* **What the task requires**: Reproduce verbatim everything from the start of the records down to the line containing "xmin=591 ymin=127 xmax=681 ymax=181", with both ends included.

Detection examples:
(begin)
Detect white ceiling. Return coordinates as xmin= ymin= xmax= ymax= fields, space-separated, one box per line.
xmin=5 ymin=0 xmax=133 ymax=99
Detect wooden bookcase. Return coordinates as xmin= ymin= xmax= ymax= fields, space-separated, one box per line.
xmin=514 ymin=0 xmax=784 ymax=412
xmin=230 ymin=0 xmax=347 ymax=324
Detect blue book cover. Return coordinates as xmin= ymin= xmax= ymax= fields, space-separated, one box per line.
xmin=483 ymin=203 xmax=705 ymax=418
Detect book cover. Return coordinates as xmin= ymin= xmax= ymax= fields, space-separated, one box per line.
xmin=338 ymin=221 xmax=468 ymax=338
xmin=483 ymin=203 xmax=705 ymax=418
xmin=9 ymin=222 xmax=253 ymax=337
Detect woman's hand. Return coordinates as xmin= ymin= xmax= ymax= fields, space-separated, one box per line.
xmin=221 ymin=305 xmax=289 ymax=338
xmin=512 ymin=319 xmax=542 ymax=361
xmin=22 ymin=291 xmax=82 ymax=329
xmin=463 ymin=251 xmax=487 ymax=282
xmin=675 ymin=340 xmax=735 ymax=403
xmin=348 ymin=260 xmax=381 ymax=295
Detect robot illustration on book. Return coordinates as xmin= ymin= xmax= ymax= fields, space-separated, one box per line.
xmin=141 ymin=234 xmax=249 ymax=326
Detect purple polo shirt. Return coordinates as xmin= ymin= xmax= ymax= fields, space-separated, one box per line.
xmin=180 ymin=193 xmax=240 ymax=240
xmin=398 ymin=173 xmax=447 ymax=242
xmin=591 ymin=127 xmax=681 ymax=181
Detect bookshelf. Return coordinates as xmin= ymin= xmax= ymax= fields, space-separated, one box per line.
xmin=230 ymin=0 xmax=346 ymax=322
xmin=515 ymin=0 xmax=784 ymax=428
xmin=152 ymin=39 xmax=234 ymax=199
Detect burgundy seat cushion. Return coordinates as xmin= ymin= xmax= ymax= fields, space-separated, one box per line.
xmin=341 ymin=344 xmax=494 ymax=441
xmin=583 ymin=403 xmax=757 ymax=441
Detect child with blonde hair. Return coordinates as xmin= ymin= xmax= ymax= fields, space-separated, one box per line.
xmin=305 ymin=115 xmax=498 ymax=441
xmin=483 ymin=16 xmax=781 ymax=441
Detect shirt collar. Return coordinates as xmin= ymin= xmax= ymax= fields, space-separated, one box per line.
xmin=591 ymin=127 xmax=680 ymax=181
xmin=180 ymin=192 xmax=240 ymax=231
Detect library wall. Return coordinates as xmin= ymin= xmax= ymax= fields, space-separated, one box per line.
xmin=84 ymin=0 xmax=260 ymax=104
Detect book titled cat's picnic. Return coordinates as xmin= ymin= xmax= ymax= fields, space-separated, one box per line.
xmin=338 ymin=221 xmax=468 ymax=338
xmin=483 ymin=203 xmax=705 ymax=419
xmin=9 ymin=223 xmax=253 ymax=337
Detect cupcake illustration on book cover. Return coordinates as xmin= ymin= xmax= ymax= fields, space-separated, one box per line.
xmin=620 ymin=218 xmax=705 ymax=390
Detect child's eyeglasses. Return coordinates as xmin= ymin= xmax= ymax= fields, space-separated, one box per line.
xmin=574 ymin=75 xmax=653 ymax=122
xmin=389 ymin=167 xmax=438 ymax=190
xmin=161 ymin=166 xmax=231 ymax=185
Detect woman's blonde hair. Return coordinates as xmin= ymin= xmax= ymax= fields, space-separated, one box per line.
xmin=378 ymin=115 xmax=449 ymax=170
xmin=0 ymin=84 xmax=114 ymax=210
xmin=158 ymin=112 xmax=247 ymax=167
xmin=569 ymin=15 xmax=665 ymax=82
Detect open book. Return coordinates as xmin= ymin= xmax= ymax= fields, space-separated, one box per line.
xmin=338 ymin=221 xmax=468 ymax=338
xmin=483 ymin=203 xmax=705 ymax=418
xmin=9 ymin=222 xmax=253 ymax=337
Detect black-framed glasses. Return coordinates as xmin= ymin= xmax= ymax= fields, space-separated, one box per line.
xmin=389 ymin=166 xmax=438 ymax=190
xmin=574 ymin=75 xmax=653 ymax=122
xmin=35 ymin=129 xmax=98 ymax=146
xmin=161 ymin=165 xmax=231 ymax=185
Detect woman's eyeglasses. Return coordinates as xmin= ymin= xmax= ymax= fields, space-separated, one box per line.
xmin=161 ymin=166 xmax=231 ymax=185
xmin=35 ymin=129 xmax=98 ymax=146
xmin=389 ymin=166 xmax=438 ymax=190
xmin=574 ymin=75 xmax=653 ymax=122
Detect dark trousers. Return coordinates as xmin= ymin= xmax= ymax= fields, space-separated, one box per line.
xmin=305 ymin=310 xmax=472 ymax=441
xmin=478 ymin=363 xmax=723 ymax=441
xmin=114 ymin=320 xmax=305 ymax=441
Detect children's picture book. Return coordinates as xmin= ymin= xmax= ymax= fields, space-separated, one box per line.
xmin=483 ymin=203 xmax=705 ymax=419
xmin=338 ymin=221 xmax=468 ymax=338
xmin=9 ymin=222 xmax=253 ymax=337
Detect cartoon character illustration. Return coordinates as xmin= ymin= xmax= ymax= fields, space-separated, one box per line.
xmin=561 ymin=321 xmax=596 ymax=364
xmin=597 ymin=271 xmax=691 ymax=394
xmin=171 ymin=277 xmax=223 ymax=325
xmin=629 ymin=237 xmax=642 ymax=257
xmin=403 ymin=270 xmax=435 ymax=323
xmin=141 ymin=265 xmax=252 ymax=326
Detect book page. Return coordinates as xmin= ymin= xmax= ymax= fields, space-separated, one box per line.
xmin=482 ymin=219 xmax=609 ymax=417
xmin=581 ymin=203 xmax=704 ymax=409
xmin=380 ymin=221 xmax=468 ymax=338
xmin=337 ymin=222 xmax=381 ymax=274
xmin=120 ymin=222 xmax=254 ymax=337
(end)
* **Final result**:
Detect white ceiling. Return coordinates as xmin= ymin= xmax= ymax= fields, space-separated, one box per line.
xmin=5 ymin=0 xmax=133 ymax=99
Detect wooden bookcase. Return coordinates as xmin= ymin= xmax= ymax= fields, space-separated, one box per line.
xmin=514 ymin=0 xmax=784 ymax=412
xmin=230 ymin=0 xmax=347 ymax=324
Detect blue book cover. Return coordinates as xmin= ymin= xmax= ymax= fields, space-separated, one box per line.
xmin=483 ymin=203 xmax=705 ymax=418
Detect book cover. Return coordinates as xmin= ymin= xmax= ymax= fields, space-separated, one box per line.
xmin=338 ymin=221 xmax=468 ymax=338
xmin=483 ymin=203 xmax=705 ymax=418
xmin=9 ymin=222 xmax=253 ymax=337
Detect woman's hand. Return coordinates as xmin= ymin= xmax= ymax= fields, space-separated, one box per line.
xmin=221 ymin=305 xmax=289 ymax=338
xmin=512 ymin=319 xmax=542 ymax=361
xmin=22 ymin=291 xmax=82 ymax=329
xmin=463 ymin=251 xmax=487 ymax=282
xmin=675 ymin=340 xmax=735 ymax=403
xmin=348 ymin=260 xmax=381 ymax=295
Detect robot illustration on book. Return coordinates as xmin= ymin= xmax= ymax= fields, space-separated, one box per line.
xmin=141 ymin=234 xmax=249 ymax=326
Detect purple polo shirt. Return coordinates as xmin= ymin= xmax= ymax= fields, space-separated, one box per line.
xmin=180 ymin=193 xmax=240 ymax=240
xmin=398 ymin=173 xmax=447 ymax=242
xmin=591 ymin=127 xmax=681 ymax=181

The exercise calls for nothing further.